[Part of a data file]
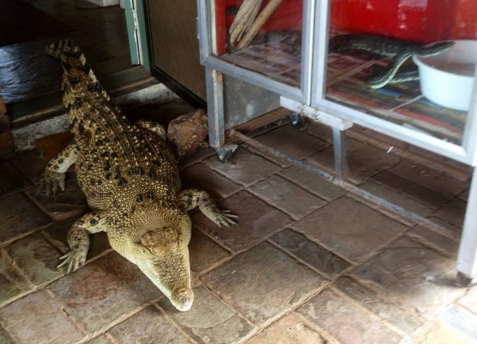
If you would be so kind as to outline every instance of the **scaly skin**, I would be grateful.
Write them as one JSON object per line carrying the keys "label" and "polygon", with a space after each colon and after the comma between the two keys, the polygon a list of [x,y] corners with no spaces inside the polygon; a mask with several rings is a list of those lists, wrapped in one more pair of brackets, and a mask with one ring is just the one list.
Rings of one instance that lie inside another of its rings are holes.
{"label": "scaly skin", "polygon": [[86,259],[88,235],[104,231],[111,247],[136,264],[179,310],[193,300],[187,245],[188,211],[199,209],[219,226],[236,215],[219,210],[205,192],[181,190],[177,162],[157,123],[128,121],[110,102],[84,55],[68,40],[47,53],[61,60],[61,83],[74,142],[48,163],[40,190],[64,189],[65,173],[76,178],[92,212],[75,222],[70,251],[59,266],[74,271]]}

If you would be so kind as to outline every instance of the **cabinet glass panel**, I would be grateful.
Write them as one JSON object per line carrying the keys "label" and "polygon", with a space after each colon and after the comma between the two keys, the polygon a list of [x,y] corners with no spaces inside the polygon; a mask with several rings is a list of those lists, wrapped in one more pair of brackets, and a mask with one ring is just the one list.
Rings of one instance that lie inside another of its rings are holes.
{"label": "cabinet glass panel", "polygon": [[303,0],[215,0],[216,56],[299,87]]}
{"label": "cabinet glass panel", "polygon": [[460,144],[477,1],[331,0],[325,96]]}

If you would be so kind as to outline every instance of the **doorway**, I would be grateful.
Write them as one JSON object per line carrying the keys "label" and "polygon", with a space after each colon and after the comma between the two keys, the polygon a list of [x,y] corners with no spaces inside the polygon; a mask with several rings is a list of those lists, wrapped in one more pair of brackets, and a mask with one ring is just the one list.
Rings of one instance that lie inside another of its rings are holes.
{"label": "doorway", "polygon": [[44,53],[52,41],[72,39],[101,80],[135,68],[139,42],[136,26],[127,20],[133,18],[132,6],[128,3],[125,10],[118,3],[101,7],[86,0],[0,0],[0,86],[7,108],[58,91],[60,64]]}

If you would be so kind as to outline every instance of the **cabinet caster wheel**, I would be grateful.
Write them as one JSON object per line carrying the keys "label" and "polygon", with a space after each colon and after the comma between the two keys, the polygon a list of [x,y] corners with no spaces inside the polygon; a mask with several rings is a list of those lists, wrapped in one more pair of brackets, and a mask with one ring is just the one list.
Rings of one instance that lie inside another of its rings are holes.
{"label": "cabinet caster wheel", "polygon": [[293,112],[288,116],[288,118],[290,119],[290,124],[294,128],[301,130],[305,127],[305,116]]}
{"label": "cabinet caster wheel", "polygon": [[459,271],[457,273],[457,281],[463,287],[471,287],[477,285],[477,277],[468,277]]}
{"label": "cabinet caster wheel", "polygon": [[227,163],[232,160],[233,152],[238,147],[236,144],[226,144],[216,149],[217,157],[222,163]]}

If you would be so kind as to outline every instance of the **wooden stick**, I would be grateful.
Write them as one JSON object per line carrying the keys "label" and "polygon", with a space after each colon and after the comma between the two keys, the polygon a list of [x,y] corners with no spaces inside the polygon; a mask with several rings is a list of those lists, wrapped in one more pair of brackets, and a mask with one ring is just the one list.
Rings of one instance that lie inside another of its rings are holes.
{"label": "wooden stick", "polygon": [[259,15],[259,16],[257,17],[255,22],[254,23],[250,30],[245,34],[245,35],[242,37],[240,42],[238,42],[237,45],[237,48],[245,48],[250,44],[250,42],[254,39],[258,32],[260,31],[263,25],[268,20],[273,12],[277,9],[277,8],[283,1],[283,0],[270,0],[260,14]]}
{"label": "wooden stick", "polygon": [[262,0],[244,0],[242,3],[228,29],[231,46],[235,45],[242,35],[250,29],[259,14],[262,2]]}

...

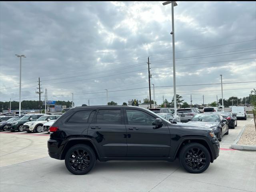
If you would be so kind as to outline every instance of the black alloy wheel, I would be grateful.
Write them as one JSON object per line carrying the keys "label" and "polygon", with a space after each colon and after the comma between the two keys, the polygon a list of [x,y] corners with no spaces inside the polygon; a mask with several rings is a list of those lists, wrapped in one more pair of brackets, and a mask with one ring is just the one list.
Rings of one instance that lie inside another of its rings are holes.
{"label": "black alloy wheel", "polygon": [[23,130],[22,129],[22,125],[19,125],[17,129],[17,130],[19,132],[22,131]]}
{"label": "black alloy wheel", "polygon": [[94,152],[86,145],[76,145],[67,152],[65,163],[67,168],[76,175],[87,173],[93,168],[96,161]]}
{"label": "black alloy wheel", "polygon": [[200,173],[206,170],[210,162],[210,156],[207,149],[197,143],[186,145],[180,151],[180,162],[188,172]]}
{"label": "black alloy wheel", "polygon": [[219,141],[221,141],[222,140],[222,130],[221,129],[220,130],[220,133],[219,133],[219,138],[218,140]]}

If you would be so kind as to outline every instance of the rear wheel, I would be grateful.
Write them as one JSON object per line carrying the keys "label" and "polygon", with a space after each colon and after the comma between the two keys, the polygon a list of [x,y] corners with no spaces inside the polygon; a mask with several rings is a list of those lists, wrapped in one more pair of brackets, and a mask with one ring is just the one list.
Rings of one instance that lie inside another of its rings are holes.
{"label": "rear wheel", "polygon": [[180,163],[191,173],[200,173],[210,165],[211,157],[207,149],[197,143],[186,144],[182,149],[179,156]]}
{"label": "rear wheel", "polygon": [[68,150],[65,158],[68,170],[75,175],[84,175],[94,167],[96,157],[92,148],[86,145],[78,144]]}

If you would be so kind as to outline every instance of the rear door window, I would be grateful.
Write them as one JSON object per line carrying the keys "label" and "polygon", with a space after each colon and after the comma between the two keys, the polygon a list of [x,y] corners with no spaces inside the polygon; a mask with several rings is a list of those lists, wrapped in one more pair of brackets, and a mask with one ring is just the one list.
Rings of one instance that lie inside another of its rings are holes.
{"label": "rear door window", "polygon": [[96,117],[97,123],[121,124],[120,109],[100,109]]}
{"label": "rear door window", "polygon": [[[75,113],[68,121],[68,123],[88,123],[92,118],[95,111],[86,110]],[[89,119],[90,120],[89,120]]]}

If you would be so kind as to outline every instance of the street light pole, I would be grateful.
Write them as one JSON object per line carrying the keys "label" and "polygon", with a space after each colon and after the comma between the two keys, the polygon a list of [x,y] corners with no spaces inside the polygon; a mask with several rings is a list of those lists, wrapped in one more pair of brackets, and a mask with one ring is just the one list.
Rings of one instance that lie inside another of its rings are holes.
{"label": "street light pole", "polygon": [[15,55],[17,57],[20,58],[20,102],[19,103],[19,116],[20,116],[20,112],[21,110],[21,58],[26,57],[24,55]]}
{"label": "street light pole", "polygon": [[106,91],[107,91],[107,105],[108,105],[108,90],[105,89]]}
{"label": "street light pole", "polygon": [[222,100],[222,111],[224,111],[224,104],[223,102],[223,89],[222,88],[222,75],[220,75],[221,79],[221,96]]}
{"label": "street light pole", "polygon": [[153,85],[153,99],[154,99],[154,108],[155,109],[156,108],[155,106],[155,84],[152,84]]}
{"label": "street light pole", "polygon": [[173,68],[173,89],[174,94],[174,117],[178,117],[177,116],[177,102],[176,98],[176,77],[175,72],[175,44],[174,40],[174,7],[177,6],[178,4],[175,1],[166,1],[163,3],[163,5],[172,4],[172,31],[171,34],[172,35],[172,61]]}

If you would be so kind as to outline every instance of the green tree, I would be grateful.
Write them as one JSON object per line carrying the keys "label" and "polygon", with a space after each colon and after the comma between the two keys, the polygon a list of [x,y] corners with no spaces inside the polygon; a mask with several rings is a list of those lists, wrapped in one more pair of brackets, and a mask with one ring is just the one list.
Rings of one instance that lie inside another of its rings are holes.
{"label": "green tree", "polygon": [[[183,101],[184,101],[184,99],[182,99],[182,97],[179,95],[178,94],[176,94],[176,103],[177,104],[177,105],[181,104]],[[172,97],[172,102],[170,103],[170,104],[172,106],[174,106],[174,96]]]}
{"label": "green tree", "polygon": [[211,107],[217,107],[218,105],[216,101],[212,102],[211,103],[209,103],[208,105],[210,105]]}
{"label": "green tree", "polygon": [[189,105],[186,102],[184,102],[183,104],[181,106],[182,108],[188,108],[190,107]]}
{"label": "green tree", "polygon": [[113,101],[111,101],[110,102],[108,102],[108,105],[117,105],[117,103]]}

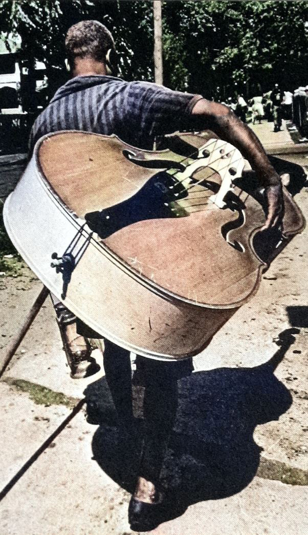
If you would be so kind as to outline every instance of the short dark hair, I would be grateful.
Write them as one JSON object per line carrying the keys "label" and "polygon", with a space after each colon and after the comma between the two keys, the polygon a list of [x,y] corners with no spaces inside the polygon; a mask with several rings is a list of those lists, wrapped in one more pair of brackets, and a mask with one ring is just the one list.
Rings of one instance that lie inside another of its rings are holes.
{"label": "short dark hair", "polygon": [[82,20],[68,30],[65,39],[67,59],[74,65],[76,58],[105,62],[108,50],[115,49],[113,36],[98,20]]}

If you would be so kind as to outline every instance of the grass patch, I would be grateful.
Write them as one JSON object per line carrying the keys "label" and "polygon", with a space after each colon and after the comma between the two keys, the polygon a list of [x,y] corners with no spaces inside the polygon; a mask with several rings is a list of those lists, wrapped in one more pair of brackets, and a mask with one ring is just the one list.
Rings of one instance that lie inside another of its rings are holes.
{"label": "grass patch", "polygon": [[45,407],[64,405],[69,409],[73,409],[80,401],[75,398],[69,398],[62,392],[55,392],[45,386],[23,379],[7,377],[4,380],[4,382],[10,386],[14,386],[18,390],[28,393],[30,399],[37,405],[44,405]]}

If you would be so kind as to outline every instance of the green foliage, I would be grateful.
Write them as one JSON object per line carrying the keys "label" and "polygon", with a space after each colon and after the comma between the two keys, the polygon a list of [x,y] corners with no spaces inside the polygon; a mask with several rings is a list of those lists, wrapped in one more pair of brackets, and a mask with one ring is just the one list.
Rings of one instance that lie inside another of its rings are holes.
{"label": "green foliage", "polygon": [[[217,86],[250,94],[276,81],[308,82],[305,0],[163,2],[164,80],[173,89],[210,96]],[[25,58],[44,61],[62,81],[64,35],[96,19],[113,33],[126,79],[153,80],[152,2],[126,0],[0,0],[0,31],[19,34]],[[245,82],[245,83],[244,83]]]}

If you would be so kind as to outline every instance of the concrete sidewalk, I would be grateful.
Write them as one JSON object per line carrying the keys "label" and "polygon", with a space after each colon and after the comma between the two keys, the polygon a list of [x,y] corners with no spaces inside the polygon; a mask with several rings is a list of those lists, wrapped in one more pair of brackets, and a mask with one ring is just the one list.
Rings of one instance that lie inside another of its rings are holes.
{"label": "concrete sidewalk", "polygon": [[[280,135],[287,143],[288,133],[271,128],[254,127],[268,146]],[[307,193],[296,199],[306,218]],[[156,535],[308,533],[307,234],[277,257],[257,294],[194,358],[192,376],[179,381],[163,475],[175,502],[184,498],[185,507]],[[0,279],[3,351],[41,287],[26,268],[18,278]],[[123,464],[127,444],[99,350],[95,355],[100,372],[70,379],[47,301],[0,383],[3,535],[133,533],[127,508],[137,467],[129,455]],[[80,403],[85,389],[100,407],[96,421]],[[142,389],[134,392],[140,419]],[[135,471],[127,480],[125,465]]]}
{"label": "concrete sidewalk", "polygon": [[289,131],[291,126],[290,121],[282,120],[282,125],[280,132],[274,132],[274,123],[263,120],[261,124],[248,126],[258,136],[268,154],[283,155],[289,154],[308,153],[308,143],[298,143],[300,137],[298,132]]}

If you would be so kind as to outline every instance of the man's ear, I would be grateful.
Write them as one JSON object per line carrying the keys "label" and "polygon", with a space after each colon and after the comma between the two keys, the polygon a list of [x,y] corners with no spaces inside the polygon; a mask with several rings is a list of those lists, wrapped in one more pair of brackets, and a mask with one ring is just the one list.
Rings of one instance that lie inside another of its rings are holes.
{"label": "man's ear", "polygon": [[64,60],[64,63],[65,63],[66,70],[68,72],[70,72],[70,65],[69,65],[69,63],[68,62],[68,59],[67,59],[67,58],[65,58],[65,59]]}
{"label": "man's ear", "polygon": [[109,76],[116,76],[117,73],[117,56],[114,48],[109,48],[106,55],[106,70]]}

* * *

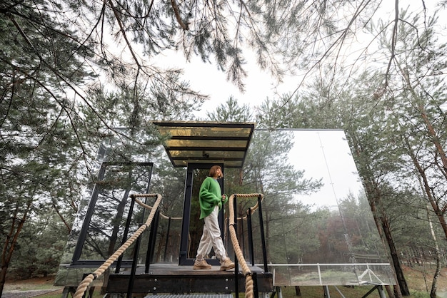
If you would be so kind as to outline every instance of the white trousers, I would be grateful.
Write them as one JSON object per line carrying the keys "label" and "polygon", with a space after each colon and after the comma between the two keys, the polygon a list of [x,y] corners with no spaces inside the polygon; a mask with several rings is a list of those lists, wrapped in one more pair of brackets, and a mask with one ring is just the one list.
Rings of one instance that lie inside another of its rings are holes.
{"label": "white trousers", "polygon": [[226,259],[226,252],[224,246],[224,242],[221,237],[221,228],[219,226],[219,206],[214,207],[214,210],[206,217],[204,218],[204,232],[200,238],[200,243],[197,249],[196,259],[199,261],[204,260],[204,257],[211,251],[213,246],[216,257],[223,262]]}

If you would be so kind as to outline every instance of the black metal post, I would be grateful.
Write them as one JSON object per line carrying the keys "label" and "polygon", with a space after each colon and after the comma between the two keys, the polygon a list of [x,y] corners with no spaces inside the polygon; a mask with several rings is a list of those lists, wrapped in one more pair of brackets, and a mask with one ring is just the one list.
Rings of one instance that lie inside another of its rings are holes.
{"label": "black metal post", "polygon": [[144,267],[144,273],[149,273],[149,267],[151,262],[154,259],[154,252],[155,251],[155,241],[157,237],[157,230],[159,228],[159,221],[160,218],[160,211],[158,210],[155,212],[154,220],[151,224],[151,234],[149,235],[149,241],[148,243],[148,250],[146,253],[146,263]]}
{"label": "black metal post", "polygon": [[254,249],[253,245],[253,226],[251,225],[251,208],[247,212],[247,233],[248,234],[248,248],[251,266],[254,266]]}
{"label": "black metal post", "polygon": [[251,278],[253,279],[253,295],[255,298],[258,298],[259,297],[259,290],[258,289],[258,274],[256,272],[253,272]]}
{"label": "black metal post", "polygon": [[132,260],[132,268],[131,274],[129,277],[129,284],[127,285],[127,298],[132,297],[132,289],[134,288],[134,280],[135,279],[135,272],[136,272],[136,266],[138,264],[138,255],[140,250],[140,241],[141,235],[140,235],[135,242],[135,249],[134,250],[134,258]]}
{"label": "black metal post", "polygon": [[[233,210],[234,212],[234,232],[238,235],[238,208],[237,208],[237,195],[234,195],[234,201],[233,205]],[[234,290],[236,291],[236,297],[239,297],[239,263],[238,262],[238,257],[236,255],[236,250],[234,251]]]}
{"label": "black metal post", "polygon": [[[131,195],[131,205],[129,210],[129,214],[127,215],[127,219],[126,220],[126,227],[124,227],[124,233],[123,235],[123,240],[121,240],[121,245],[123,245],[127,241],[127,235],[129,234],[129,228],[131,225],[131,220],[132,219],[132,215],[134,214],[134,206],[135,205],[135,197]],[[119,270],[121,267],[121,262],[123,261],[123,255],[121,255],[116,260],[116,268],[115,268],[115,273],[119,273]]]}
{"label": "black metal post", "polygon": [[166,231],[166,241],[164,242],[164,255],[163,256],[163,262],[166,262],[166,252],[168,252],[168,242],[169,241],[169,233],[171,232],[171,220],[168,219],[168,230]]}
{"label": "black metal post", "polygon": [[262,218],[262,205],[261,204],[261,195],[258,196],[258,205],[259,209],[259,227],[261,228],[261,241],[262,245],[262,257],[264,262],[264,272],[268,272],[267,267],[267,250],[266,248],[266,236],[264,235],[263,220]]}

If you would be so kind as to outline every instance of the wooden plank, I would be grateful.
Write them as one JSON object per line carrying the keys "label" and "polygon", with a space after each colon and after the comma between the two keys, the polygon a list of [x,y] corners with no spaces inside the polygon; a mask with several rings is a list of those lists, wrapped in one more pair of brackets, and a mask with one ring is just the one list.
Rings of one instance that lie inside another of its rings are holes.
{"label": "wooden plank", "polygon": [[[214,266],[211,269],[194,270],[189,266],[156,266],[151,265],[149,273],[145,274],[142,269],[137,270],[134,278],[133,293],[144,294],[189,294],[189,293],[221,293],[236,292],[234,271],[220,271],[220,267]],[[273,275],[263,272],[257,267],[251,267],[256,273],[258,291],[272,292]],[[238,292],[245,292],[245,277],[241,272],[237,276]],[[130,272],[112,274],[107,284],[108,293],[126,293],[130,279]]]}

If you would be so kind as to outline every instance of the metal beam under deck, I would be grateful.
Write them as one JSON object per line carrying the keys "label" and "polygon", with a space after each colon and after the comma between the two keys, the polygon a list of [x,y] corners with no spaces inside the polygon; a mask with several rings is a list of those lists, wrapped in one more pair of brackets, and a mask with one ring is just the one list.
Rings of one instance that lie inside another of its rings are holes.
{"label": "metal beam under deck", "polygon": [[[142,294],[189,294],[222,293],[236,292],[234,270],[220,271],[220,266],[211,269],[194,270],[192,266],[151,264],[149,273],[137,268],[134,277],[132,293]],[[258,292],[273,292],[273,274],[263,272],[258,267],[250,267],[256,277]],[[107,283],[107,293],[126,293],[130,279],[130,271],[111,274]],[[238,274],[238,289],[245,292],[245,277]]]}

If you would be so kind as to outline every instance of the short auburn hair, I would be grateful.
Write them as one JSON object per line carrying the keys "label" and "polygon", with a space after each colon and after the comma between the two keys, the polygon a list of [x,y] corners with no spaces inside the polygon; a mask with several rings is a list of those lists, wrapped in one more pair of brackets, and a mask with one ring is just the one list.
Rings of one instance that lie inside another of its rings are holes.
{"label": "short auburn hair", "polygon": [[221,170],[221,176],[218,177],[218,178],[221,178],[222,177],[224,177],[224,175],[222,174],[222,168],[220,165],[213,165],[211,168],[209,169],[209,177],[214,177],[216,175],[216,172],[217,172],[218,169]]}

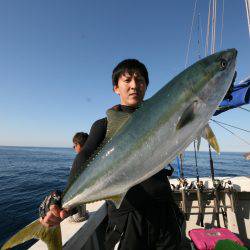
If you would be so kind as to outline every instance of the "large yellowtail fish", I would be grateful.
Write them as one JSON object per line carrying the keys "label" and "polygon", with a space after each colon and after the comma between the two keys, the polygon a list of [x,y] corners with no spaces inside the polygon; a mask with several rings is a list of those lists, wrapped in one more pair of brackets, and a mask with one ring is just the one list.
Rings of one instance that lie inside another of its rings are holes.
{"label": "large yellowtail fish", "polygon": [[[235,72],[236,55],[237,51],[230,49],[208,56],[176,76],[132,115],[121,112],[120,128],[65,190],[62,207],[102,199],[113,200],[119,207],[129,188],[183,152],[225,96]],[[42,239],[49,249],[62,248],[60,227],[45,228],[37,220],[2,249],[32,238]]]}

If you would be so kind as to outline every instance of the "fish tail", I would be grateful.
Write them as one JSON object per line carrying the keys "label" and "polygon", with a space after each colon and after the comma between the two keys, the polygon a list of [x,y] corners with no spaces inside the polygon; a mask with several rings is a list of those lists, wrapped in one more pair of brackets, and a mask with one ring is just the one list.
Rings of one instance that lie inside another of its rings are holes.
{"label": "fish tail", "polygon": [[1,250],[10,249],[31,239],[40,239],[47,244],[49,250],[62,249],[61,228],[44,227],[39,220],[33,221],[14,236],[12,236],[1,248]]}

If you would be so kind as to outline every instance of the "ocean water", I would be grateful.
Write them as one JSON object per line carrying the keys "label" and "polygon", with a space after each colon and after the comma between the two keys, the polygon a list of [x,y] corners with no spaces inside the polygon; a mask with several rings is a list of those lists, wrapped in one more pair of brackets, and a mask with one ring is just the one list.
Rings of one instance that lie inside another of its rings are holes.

THE EXERCISE: Which lines in the items above contain the string "sidewalk"? Return each of them in full.

TASK SOLUTION:
If you would be so kind as to outline every instance of the concrete sidewalk, I would be grateful.
{"label": "concrete sidewalk", "polygon": [[[280,135],[287,143],[288,133],[271,128],[254,127],[268,146]],[[307,193],[296,199],[306,218]],[[156,535],[308,533],[307,234],[277,257],[257,294],[194,358],[192,376],[179,381],[163,475],[175,502],[184,498],[185,507]],[[0,279],[3,351],[41,287],[26,268],[18,278]],[[123,464],[127,444],[99,350],[95,355],[100,372],[70,379],[47,301],[0,383],[3,535],[133,533],[127,508],[137,467],[129,455]],[[80,403],[85,389],[100,407],[96,421]],[[142,389],[134,392],[140,419]],[[135,471],[127,480],[125,465]]]}
{"label": "concrete sidewalk", "polygon": [[289,131],[291,126],[290,121],[282,120],[282,125],[280,132],[274,132],[274,123],[263,120],[261,124],[248,126],[258,136],[268,154],[283,155],[289,154],[308,153],[308,143],[298,143],[300,137],[298,132]]}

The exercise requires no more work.